- Document text:
┏━━
Reduces income inequality: In socialism, wealth is distributed among the population, and relative poverty is reduced.
Social stability and infrastructure: With programs such as universal basic income, universal health care, and tax-funded education, individuals may be less likely to fall upon hard times.
Greater rights for workers and individuals: Socialism protects workers from exploitation, because they own the means of production. There are often strict labor laws in place as well.
Depends on cooperation: In socialism, the idea is that everyone is working together toward the same goals. However, there is no guarantee that individuals will always want to cooperate with each other.
Government may abuse power: The government decides how wealth should be distributed, but a corrupt government could mean that resources and wealth are not distributed fairly.
Fewer rewards for innovation: Socialism doesn’t depend on competition, which means that workers and businesses might not be interested in continually improving their products and services.
Most counties have a blended economic system that includes elements of both capitalism and socialism. In many socialist countries—like Sweden, for example—there are still private businesses as well.
In the U.S There are many government-run programs that are funded through taxes, including Social Security, Medicaid, banking bailouts, and public schools.
Socialism in India is a political movement founded early in the 20th century, as a part of the broader movement to gain Indian Independence from colonial rule. The movement grew quickly in popularity as it espoused the causes of India’s farmers and labourers against the zamindars,princely class and landed gentry.
Socialism shaped the principal economic and social policies of the Indian government but mostly followed Dirigism after independence until the early 1990s, when India moved towards a more market based economy. However, it remains a potent influence on Indian politics, with many national and regional political parties espousing democratic socialism.
Small socialist revolutionary groups arose in India in the aftermath of the Russian Revolution.
┗━━
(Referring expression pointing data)
┏━━
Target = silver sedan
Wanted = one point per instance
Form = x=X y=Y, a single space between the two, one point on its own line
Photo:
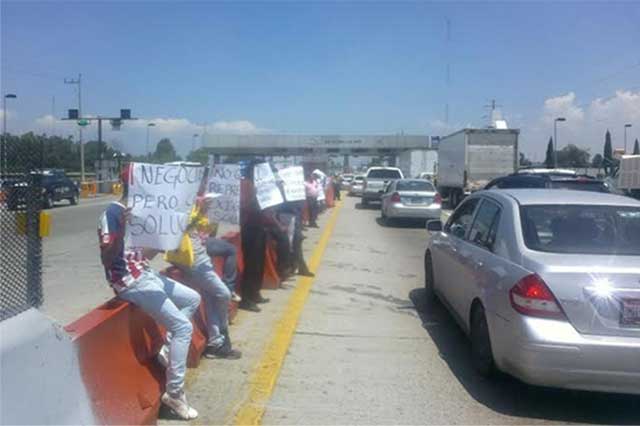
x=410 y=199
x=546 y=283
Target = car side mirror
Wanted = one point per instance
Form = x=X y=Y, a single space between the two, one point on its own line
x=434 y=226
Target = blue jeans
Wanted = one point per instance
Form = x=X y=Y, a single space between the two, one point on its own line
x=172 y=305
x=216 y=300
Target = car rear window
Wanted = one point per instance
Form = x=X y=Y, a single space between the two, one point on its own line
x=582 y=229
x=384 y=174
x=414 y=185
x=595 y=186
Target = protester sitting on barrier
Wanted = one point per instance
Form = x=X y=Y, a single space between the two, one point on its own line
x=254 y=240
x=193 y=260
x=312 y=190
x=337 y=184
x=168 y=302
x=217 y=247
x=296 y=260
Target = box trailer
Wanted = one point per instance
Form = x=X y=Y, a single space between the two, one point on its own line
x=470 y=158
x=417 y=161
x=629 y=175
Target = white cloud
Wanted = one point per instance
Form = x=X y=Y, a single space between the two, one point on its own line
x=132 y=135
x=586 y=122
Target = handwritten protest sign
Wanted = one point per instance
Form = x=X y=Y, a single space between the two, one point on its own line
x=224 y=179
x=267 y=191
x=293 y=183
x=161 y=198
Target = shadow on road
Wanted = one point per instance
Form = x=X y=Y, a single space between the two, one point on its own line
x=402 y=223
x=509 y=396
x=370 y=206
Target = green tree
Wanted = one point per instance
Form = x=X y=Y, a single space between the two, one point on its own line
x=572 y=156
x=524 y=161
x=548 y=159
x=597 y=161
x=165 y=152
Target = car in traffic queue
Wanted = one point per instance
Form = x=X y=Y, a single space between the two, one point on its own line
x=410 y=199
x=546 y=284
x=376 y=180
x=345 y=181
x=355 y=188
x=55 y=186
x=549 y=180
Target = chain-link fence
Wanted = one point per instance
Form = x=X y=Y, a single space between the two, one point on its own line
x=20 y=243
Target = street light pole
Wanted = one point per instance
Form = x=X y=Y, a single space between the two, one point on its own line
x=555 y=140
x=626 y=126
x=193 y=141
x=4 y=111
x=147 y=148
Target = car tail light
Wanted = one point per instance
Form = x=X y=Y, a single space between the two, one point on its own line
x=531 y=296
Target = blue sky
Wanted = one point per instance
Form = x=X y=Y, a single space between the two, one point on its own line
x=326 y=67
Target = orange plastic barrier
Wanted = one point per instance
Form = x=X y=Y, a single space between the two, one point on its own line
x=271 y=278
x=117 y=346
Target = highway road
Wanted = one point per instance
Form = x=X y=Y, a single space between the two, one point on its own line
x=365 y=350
┗━━
- Work order A: In the text on socialism, which country is named as an example of a socialist country that still has private businesses?
- Work order B: Using the text on socialism, explain why socialism may offer fewer rewards for innovation.
- Work order C: Write the next few sentences of the text on socialism in India.

- Response area A: Sweden.

- Response area B: Socialism doesn't depend on competition. Because of this, workers and businesses might not be interested in continually improving their products and services.

- Response area C:
The Communist Party of India was established in 1925, but socialism as an ideology gained a nationwide appeal after it was endorsed by leaders such as Jawaharlal Nehru. Socialists were amongst the first to call for outright Indian independence from colonial rule. Under Nehru, the Indian National Congress, India’s largest political party, adopted socialism as an ideology for socio-economic policies in 1936. Socialists and communists also engineered the Tebhaga movement of farmers in Bengal against the landed gentry. However, mainstream Indian socialism connected itself with Gandhism and adopted peaceful struggle instead of class struggle.
After India’s independence in 1947, the Indian government under prime ministers Nehru and Indira Gandhi oversaw land reforms and the nationalisation of major industries and the banking sector. Independently, activists Vinoba Bhave and Jayaprakash Narayan worked for peaceful land redistribution under the Sarvodaya movement, where landlords granted land to farm workers out of their own free will.
In the 1960s, the Communist Party of India formed India’s first democratically elected communist government when it won elections in the states of Kerala and later West Bengal. However, when a global recession began in the late 1970s, economic stagnation, chronic shortages and state inefficiency left many disillusioned with state socialism. In the late 1980s and 1990s, India’s government began to systematically liberalize the Indian economy by pursuing privatization, aiming to attract foreign investment.